--- Text excerpt ---

Micheál Martin’s Árd Fheis speech – A lot said, but not much new

By my calculations last Saturday night’s Árd Fheis speech was Micheál Martin’s ninth as party leader. His first being at the 73ú Árd Fheis in 2012. This week’s micro-gathering was the the 81st.

Martin enters his fourteenth year* as party leader in three months. He has been unfortunate in missing out on several opportunities to address the party faithful,  particularly during his time as Taoiseach.

Árd Fheis speeches matter. Though leaders now have other online platforms where they can directly address the public, they greatly cherish the half hour TV slot, once every 12 – 18 months.

Not as much as the RTÉ executives, it seems. Over the past decade they have moved to reduce this slot from one hour to just 30 minutes and moved it from primetime to early evening. Two decisions with which I would very much disagree. I am told the time shift was to cut overtime costs… and we know senior management in RTÉ have always been vigilant in keeping the wage bill down.

---

> [Requirement 1] List every length of time stated as an amount in the piece on Micheál Martin's Árd Fheis speech.
> [Requirement 2] Extend the piece on Micheál Martin's Árd Fheis speech, picking up after its last sentence.

--- Data shown ---

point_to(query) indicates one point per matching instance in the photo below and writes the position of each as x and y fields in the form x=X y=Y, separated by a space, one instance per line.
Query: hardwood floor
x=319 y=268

---

> [Task result 1]
three months
half hour
12 – 18 months
past decade
one hour
30 minutes

> [Task result 2]
Most parties put considerable thought and effort into crafting the party leader’s speech. Party pollsters are consulted and some occasionally do focus groups to test their messaging.

The purpose of this polling and analysis is not to find out what your target voters want to hear and tell them that. Rather it is to test those messages to ensure that voters receive and understand them in the way you planned.

One of the big tasks in mass political communications is ensuring that what you say is what the voters hear. Testing and polling is used to eliminate the possibility of confusion or misunderstanding. What I say is not always the same thing as what you hear.   

So, let me attempt to analyze this year’s speech, using some of the metrics I applied to his last one. Though I will not do a compare and contrast, as I did in October 2022.

First, let me look at Martin’s speech from the viewpoint of a speechwriter.

First the good news. This year’s script this year was an improvement on 2022’s. Though it was still overlong, his speech writing team had the wit to include some more full stops.

The bad news is that they needed more. The Hemingway App judged 40 of the 195 sentences (20.5%) in last year’s script as very difficult to understand. The score this year is a tad poorer, (20.9%) with 47 of the 225 sentences rated as very difficult to understand.

Once again Martin’s team tried to cram too much into too short a space. While RTÉ allows just under 27 minutes live TV time, when you allow for the warm-up, walk-on and final shot of a big ovation, the leader has a maximum of 24 minutes and 40 seconds speaking time.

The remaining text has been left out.